# Extrait:
::::::::::

Guinée équatoriale : huit ans de prison pour Baltasar Ebang Engonga, l’ex-haut fonctionnaire éclaboussé par le scandale des sextapes
La sentence est tombée, sèche et sans appel. Baltasar Ebang Engonga, plus connu sous le surnom de « Bello », l’ancien patron tout-puissant de l’Agence nationale d’investigation financière (ANIF), a été condamné ce jeudi à huit années de prison ferme et à une amende record de 125,4 millions de FCFA pour détournement de fonds publics. Une chute spectaculaire pour ce personnage au cœur d’un imbroglio politico-sexuel qui a, l’espace de quelques semaines, fait vaciller les plus hautes sphères du pouvoir et offert au monde un récit invraisemblable, mélange de corruption, de videottes intimes et de censure d’État.
Du bureau ministériel au cachot de Black Beach
Le tribunal provincial de Bioko a mis un point final à plusieurs mois d’une instruction aussi discrète que brûlante. Bello, jugé aux côtés de cinq autres hauts fonctionnaires, a été reconnu coupable d’avoir détourné des sommes comprises entre 5 et 125 millions de FCFA, frauduleusement prélevées sous le prétexte fallacieux de frais de mission déjà intégralement financés par l’État. « Les montants ont été utilisés à des fins personnelles », a statué la cour, selon les déclarations d’Hilario Mitogo, directeur général de presse de la Cour suprême, transmises aux médias via une sobre conversation WhatsApp.
Mais cette condamnation pour malversations financières, si lourde soit-elle, n’est que la partie émergée de l’iceberg Bello. Car l’affaire a basculé dans le chaos en novembre dernier, alors que le quinquagénaire croupissait en détention préventive à la sinistre prison de Black Beach. C’est à ce moment-là qu’une série de vidéos à caractère privé, des « sextapes » le mettant en scène, ont littéralement inondé les réseaux sociaux.

::::::::::

# Activités:
(a) Relevez tous les montants exprimés en FCFA dans l'article sur la condamnation de Baltasar Ebang Engonga.
(b) Transcrivez l'article sur la condamnation de Baltasar Ebang Engonga depuis « Du bureau ministériel » jusqu'à « sobre conversation WhatsApp. » inclus.
(c) Indiquez si chacune des affirmations suivantes est conforme à l'article sur la condamnation de Baltasar Ebang Engonga, en répondant par oui ou par non et en citant les mots décisifs de l'article. (i) Baltasar Ebang Engonga a été jugé seul. (ii) Les vidéos ont envahi les réseaux sociaux pendant sa détention préventive. (iii) Hilario Mitogo dirige l'Agence nationale d'investigation financière.

[Données enregistrées]
::::::::::

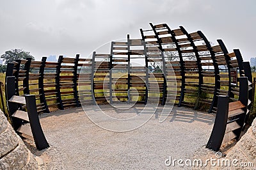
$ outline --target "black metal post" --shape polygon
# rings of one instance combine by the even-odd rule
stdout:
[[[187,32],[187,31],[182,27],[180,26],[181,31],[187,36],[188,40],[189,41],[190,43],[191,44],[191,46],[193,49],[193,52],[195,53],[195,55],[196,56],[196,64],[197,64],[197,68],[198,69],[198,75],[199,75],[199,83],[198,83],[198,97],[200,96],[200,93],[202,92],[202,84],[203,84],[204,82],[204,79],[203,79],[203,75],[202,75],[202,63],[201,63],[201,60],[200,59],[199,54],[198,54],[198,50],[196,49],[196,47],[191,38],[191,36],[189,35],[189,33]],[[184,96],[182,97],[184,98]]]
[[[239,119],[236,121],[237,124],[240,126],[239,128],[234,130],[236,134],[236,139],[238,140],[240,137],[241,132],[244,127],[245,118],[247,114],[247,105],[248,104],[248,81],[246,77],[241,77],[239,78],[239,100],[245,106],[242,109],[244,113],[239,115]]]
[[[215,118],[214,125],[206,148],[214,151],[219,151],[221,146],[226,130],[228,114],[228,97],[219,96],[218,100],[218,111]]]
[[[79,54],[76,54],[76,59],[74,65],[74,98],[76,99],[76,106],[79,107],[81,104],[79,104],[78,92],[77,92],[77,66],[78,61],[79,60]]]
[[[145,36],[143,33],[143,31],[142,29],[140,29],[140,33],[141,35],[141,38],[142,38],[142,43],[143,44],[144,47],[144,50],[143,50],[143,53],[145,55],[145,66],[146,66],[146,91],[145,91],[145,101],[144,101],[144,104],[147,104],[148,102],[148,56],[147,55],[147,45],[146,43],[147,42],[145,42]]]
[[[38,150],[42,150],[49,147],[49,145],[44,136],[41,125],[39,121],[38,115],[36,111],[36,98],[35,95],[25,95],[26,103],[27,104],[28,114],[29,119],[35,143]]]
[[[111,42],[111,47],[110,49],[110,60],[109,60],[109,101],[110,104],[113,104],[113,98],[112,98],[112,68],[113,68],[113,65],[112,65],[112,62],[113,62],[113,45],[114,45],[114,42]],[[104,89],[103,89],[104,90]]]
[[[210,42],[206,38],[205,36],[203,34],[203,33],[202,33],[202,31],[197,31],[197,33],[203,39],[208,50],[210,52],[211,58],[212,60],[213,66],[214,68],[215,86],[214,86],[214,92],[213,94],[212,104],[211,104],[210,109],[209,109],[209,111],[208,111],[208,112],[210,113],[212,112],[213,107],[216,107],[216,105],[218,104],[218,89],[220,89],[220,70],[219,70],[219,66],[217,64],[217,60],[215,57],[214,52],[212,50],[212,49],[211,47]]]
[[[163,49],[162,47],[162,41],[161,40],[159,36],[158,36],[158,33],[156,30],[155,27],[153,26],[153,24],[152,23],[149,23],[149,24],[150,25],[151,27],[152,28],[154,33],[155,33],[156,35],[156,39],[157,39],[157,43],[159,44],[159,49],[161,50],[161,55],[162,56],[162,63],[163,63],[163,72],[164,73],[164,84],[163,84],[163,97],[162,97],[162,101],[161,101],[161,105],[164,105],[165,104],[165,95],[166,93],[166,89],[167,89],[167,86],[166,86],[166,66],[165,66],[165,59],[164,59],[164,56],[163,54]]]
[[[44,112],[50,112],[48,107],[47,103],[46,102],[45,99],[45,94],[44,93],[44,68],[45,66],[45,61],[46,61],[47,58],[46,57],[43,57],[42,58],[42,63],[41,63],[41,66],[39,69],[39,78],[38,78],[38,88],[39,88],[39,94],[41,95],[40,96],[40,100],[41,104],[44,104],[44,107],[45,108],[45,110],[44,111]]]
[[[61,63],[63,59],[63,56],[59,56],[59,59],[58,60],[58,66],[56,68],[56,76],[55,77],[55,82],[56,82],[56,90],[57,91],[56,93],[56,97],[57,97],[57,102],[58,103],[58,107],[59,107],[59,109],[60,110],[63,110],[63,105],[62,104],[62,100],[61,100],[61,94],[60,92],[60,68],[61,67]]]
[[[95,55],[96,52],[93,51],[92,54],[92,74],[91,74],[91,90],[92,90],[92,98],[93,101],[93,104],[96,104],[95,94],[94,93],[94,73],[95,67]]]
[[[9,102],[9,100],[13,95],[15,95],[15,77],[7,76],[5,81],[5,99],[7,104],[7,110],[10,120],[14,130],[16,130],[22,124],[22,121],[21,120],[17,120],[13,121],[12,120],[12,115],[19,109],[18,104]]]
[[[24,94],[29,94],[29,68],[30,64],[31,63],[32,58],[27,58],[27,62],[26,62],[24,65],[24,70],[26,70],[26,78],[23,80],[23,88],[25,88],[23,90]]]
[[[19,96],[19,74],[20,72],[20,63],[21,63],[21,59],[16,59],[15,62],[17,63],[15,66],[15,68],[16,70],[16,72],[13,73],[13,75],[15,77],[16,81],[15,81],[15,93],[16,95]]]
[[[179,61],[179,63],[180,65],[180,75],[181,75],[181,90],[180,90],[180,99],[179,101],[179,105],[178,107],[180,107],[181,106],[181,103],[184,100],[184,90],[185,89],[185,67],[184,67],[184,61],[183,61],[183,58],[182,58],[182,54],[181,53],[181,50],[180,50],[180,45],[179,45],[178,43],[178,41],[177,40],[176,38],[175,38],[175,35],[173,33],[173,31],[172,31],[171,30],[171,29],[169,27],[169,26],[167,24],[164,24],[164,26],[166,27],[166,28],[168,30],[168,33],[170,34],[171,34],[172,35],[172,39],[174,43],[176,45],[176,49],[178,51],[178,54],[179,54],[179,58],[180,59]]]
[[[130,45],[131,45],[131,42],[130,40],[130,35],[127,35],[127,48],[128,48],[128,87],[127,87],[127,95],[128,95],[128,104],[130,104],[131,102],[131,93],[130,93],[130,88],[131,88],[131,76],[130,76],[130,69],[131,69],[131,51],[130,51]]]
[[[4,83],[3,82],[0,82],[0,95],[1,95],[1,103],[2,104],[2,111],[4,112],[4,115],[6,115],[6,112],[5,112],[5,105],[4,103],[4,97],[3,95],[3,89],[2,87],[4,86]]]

::::::::::

# Liste des réponses:
(a)
125,4 millions de FCFA
5 millions de FCFA
125 millions de FCFA

(b)
Du bureau ministériel au cachot de Black Beach
Le tribunal provincial de Bioko a mis un point final à plusieurs mois d’une instruction aussi discrète que brûlante. Bello, jugé aux côtés de cinq autres hauts fonctionnaires, a été reconnu coupable d’avoir détourné des sommes comprises entre 5 et 125 millions de FCFA, frauduleusement prélevées sous le prétexte fallacieux de frais de mission déjà intégralement financés par l’État. « Les montants ont été utilisés à des fins personnelles », a statué la cour, selon les déclarations d’Hilario Mitogo, directeur général de presse de la Cour suprême, transmises aux médias via une sobre conversation WhatsApp.

(c)
(i) Non : « jugé aux côtés de cinq autres hauts fonctionnaires ».
(ii) Oui : « en novembre dernier, alors que le quinquagénaire croupissait en détention préventive à la sinistre prison de Black Beach ».
(iii) Non : « directeur général de presse de la Cour suprême ».